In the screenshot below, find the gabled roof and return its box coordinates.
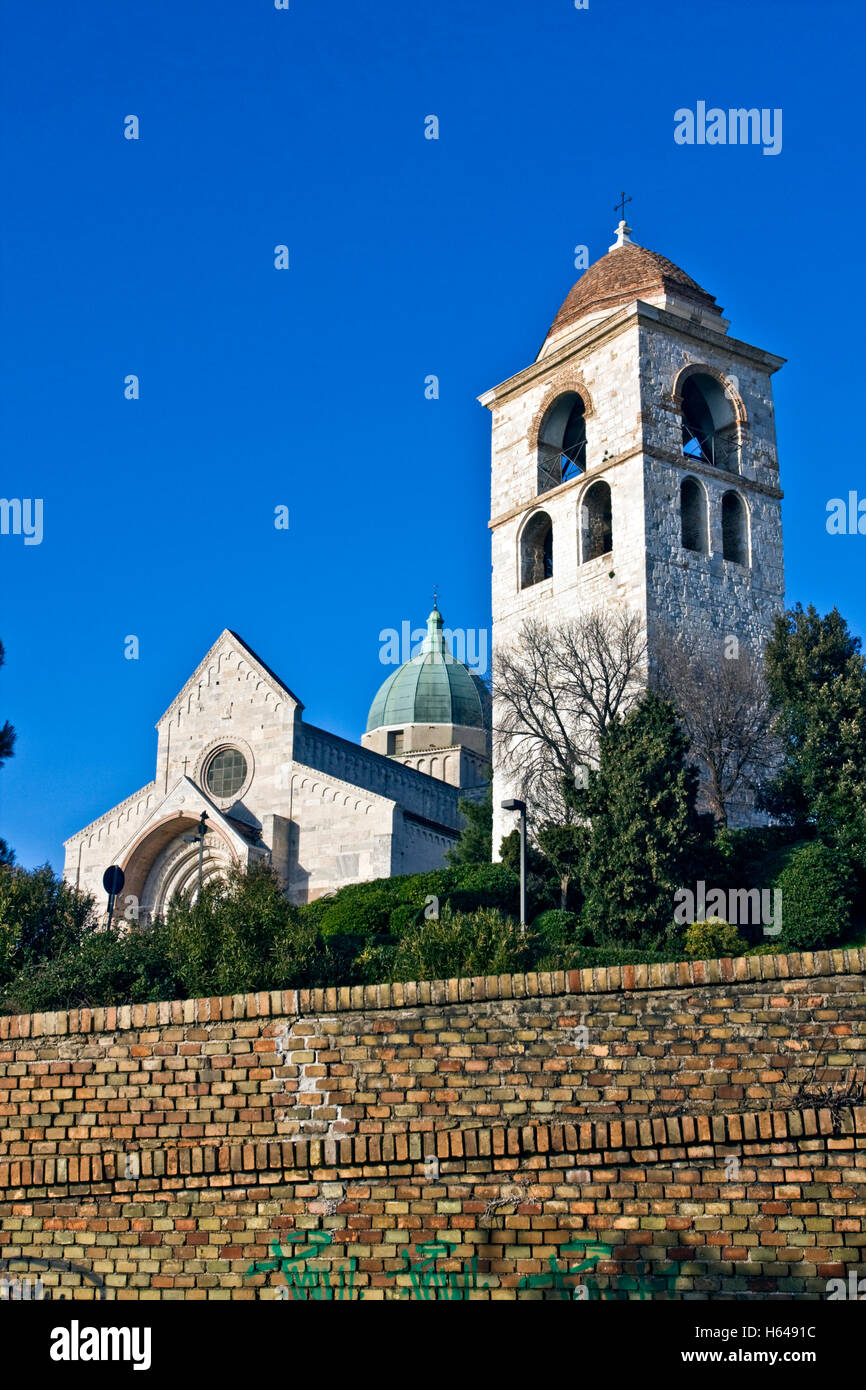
[157,627,303,728]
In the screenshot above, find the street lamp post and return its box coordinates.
[502,796,527,931]
[183,810,207,897]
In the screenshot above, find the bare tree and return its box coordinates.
[493,609,646,824]
[652,631,778,826]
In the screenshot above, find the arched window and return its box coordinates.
[520,512,553,589]
[538,391,587,492]
[721,492,749,566]
[581,478,613,563]
[680,478,709,555]
[683,373,740,473]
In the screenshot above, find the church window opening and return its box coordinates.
[204,748,246,796]
[581,480,613,563]
[683,373,740,473]
[520,512,553,589]
[680,478,709,555]
[538,391,587,492]
[721,492,749,566]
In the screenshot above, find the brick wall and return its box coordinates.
[0,951,866,1300]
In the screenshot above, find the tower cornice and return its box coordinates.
[477,299,787,410]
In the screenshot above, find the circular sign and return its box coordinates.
[103,865,126,898]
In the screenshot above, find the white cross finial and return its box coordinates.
[607,218,634,252]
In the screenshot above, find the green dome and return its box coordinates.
[367,609,484,733]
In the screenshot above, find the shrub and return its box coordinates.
[0,863,96,984]
[3,924,177,1013]
[392,908,531,980]
[776,840,853,951]
[320,880,399,941]
[161,863,311,998]
[685,917,748,960]
[532,908,592,969]
[445,863,520,915]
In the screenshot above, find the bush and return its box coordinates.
[161,865,321,998]
[0,863,96,986]
[392,908,531,980]
[3,923,177,1013]
[701,826,809,888]
[445,863,520,916]
[685,917,748,960]
[532,908,592,950]
[776,840,853,951]
[320,880,398,941]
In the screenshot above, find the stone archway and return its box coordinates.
[121,812,238,923]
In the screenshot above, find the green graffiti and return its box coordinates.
[246,1230,680,1302]
[246,1230,364,1302]
[517,1240,680,1302]
[385,1240,488,1302]
[517,1240,612,1300]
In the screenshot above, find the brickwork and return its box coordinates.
[0,951,866,1300]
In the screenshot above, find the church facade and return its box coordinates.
[480,221,784,847]
[65,221,784,919]
[64,610,489,922]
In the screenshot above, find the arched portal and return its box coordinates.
[118,812,238,923]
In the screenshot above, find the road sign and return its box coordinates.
[103,865,126,898]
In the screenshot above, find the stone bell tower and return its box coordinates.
[480,221,784,858]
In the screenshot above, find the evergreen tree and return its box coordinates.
[0,642,15,865]
[445,783,493,867]
[570,692,702,947]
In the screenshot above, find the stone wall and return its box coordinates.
[0,951,866,1300]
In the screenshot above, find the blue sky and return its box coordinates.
[0,0,866,869]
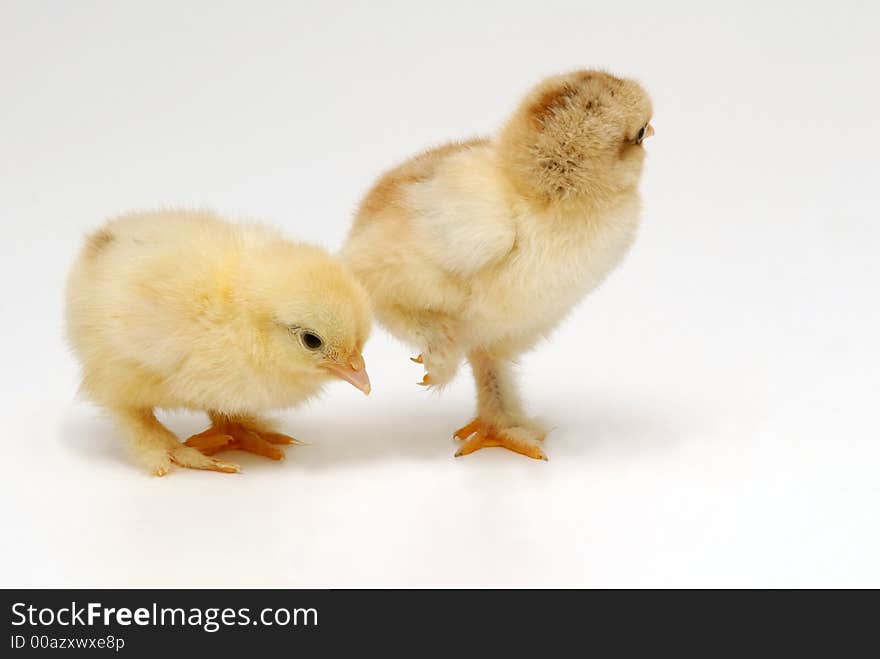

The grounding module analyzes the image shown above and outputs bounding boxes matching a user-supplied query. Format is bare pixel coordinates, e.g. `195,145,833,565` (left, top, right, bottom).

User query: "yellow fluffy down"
66,211,370,473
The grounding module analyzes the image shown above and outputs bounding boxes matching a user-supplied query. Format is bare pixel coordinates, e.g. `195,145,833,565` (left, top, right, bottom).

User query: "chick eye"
302,332,324,350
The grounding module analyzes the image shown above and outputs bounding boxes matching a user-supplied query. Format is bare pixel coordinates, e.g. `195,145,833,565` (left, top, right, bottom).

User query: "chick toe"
168,444,241,475
185,421,292,460
453,419,547,461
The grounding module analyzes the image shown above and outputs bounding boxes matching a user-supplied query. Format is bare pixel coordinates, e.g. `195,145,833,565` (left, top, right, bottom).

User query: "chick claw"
452,419,547,461
184,422,299,460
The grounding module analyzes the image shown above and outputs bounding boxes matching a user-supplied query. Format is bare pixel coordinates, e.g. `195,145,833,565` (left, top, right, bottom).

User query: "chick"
343,70,654,459
66,211,370,476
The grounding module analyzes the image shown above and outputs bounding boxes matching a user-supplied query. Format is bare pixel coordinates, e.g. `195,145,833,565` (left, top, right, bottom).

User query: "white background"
0,0,880,587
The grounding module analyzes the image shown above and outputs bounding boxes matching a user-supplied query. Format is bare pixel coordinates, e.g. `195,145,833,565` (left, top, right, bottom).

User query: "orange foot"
452,418,547,460
184,421,299,460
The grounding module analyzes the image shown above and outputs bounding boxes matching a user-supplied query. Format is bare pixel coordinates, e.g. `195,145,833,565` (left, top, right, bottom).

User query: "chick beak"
326,355,370,395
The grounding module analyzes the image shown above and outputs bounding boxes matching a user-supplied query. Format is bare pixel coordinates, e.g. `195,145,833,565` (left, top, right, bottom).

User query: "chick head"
499,70,654,201
243,243,370,394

DIRECTIVE: Reproduce the entire listing with every occurrence of "grounding module" replaced by "localization module" and everything else unchanged. Omit the pictures from your answer.

TASK ANSWER:
In the screenshot below, find the gabled roof and return its box coordinates.
[157,627,303,728]
In the screenshot above, find the street lamp post and return its box coordinates.
[502,796,527,931]
[183,810,207,897]
In the screenshot above, find the bare tree and return its box coordinates.
[493,609,646,824]
[652,631,778,826]
In the screenshot above, find the arched window and return its box coordinates.
[520,512,553,589]
[538,391,587,492]
[721,492,749,566]
[581,478,613,563]
[680,478,709,555]
[683,373,740,473]
In the screenshot above, find the church window opening and return its box coordinates.
[204,748,246,796]
[581,480,613,563]
[683,373,740,473]
[520,512,553,589]
[680,478,709,555]
[538,391,587,492]
[721,492,749,566]
In the screenshot above, find the brick wall and return its box coordinates.
[0,951,866,1300]
In the screenshot above, find the tower cornice and return its box coordinates.
[477,299,787,410]
In the screenshot above, find the circular sign and return its box coordinates.
[103,865,126,898]
In the screenshot above, find the white cross finial and return its box coordinates.
[607,218,634,252]
In the screenshot above, find the green dome and return its box coordinates.
[367,609,484,733]
In the screenshot above, find the shrub and return its box coordinates.
[0,863,96,984]
[3,924,177,1013]
[392,908,531,980]
[776,840,853,951]
[320,880,399,941]
[161,863,311,998]
[685,917,748,960]
[532,908,592,969]
[445,863,520,915]
In the screenshot above, find the bush and return its box coordinates.
[161,865,321,998]
[0,863,96,986]
[392,908,531,980]
[3,923,177,1013]
[701,826,809,888]
[445,863,520,916]
[685,917,748,960]
[532,908,592,950]
[776,840,853,951]
[320,880,398,941]
In the screenshot above, find the stone archway and return its box coordinates.
[121,812,238,923]
In the screenshot above, find the green graffiti and return its box coordinates.
[246,1230,680,1302]
[246,1230,364,1302]
[517,1240,680,1302]
[385,1240,488,1302]
[517,1240,612,1300]
In the screenshot above, find the brickwork and return its box coordinates.
[0,951,866,1300]
In the screenshot above, find the church facade and return its box coordinates.
[480,221,784,847]
[65,221,784,919]
[64,610,489,922]
In the screenshot above, find the arched portal and return its box coordinates.
[118,812,238,923]
In the screenshot above, find the road sign and return its box coordinates.
[103,865,126,898]
In the screenshot above, find the stone bell tower and return its box coordinates.
[480,221,784,858]
In the screenshot above, find the evergreen tree and return its box coordinates.
[0,642,15,865]
[445,783,493,867]
[570,692,702,947]
In the screenshot above, find the stone wall and return its box coordinates.
[0,951,866,1300]
In the screenshot above, find the blue sky and return its box coordinates.
[0,0,866,869]

The localization module analyzes the image shown above and outputs bounding boxes matching a user-supplied query. Format is bare pixel coordinates, e.g. `195,145,833,565` (left, top, right, bottom).

User query: "yellow fluffy down"
66,211,370,473
The localization module analyzes the image shown above and outputs bounding boxes matching a user-supplied query. Format is bare pixel coordinates, e.g. `195,145,833,565` (left, top, right, bottom).

User query: "chick eye"
302,332,324,350
The localization module analyzes the image shown above and outputs bounding boxes matching a user-supplied query. Format is bare pixel coordinates, e.g. `195,145,833,565` (left, top, right, bottom).

User query: "chick toe"
168,444,241,475
185,421,292,460
453,419,547,461
The localization module analyzes the image shown above and outputs bounding boxes matching a user-supplied query. Format is bare pixel coordinates, e.g. `195,145,833,565` (left, top, right, bottom).

User query: "chick claw"
452,419,547,461
184,422,299,460
The localization module analyzes the image shown above and outputs bounding boxes matching a user-supplied query. Format is bare pixel coordinates, e.g. `195,145,833,565` (left, top, right, bottom).

User query: "chick"
343,70,654,459
66,211,370,476
The localization module analyzes the image shown above and outputs bounding boxes matching a user-supplied query. Format is bare pixel coordinates, e.g. `195,145,833,565` (left, top, right, bottom).

User query: "white background"
0,0,880,587
The localization module analyzes the image shown above and outputs bounding boxes matching a user-supplied query. Format is bare pixel coordinates, e.g. `195,145,833,565` (left, top, right, bottom).

User query: "orange foot"
452,418,547,460
184,421,299,460
The localization module analyzes the image shown above and outputs bounding boxes matching a user-supplied query. Format is bare pixel coordinates, e.g. `195,145,833,565` (left, top, right, bottom).

User query: "chick beak"
326,355,370,395
The localization module analyzes the image shown above and outputs bounding boxes matching a user-supplied query. Format is bare pixel coordinates, e.g. `195,145,833,565` (left, top, right, bottom).

User query: "chick head"
499,70,654,201
243,243,370,394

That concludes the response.